## DOCUMENT EXTRACT:
= Beginning of Section =

It was the day after Antonio Priuli was elected as Doge of Venice. At the time he was engaged in detailed peace negotiations on Veglia (Krk) with the Austrians. The immediate effect was an anti-Spanish clampdown, in what, however, has been called a "labyrinthine affair".

==Historiography==
Garrett Mattingly in Renaissance Diplomacy (1956) gave credence to the existence of a conspiracy led by Bedmar, with the support of Osuna and Pedro de Toledo Osorio, 5th Marquess of Villafranca, the Governor of the Duchy of Milan. In his view the attempted coup de main was a "sensational failure", not authorised by Philip III of Spain. On the other hand in 1918 Alessandro Luzio, having consulted the Gonzaga archives, concluded that the joint support of Bedmar, Osuna and Toledo was contradicted by the evidence. He took a sceptical line on the Venetian account, regarding it as inflated by fear of mercenary invasion. Further Italian historians who published on the topic include Achille De Rubertis and Giorgio Spini. De Rubertis found that Charles Brûlart de Léon (Bruslart), French Ambassador in Venice, had stated in a letter that Bedmar had tried to create unrest among Dutch mercenaries, had tried to play down French involvement (Jacques Pierre, a Frenchman, being implicated), and had otherwise considered that one could only judge guilt by the executions. Spini found in Spanish archives that the intentions of Bedmar and Osuna did not clearly match in detail confessions made to the Venetian authorities, even though they had discussed a coup.

= End of Section =

## Records from a data collection:
= Beginning of Section =

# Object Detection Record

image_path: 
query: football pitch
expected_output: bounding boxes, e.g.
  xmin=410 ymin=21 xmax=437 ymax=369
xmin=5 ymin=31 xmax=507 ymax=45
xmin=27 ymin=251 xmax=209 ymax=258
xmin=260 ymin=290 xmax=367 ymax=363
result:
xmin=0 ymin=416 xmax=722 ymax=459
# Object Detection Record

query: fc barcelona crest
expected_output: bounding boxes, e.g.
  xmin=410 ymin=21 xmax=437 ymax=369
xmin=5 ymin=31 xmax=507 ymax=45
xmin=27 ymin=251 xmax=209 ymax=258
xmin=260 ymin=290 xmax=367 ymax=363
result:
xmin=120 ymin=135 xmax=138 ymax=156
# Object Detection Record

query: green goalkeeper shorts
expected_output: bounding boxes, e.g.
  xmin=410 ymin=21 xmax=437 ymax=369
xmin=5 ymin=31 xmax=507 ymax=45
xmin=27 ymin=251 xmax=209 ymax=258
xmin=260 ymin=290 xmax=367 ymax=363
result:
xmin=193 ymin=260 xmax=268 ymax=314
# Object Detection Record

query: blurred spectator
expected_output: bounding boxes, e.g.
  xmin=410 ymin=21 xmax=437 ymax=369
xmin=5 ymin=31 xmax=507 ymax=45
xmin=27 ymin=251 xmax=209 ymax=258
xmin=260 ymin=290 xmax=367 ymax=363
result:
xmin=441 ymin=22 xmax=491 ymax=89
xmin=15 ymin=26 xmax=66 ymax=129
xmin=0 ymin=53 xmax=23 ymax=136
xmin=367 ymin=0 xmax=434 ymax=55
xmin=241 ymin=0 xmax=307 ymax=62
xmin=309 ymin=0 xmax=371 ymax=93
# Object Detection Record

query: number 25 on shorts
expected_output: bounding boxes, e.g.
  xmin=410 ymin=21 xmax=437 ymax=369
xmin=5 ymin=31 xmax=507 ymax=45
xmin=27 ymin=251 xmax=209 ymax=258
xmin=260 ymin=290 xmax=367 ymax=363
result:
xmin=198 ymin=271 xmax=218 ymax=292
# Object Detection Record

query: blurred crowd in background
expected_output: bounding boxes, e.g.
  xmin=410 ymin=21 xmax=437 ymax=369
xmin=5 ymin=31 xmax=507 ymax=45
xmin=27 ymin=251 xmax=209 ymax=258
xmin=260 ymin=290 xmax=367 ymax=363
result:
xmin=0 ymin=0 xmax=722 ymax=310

= End of Section =

## TASK REQUIREMENTS:
1/ Summarize the passage on the alleged plot against Venice in two sentences.
2/ Proceed with the passage on the alleged plot against Venice, picking up after its final sentence.
These records were taken from a separate source.

## OUTPUTS IN ORDER:
1/ The day after Antonio Priuli was elected Doge of Venice, while he was negotiating peace with the Austrians on Veglia, an anti-Spanish clampdown began in what has been called a "labyrinthine affair." Garrett Mattingly accepted a conspiracy led by Bedmar with the support of Osuna and Toledo, but Alessandro Luzio found their joint support contradicted by the evidence, and Giorgio Spini found that the intentions of Bedmar and Osuna did not clearly match the confessions made to the Venetian authorities.

2/
==In literature==
Mackenney traces the "official" view of the Venetian Republic of the events to Paolo Sarpi, in an account attributing the conspiracy to Osuna. It appeared anonymously as a polemical addition to an updated edition of Minuccio Minucci's work on Venetian relations with the Uskoks.

Francis Kynaston's manuscript tract "A True Presentation of Forepast Parliaments", circulated around the beginning of the Personal rule of Charles I in 1629, references the Venetian Republic as a democracy in a pejorative sense, using oppressively exile and proscription against opponents. This criticism may have been based on the repressive measures justified by the Bedmar Conspiracy allegations a decade earlier.

The events of 1618 were covered in the third volume of the Historia della Republica Veneta by Giovan Battista Nani, a Venetian diplomat. Bedmar is named as a covert recruiter on p.157. Saint-Réal's account, published in French as La Conjuration des Espagnols contre la République de Venise (1674), cites as its sources: Nani; the Mercure françoiss letter from Venice dated 23 May 1618; manuscript sources including the criminal proceedings against alleged conspirators; and the anonymous work Squitinio della libertà Veneta from 1612. Saint-Réal's standing as a historian has been widely questioned, in this work and also in his narrative of Don Carlos, and his writing has been seen as a type of historical fiction going well beyond the factual, in particular by Eduard Fueter.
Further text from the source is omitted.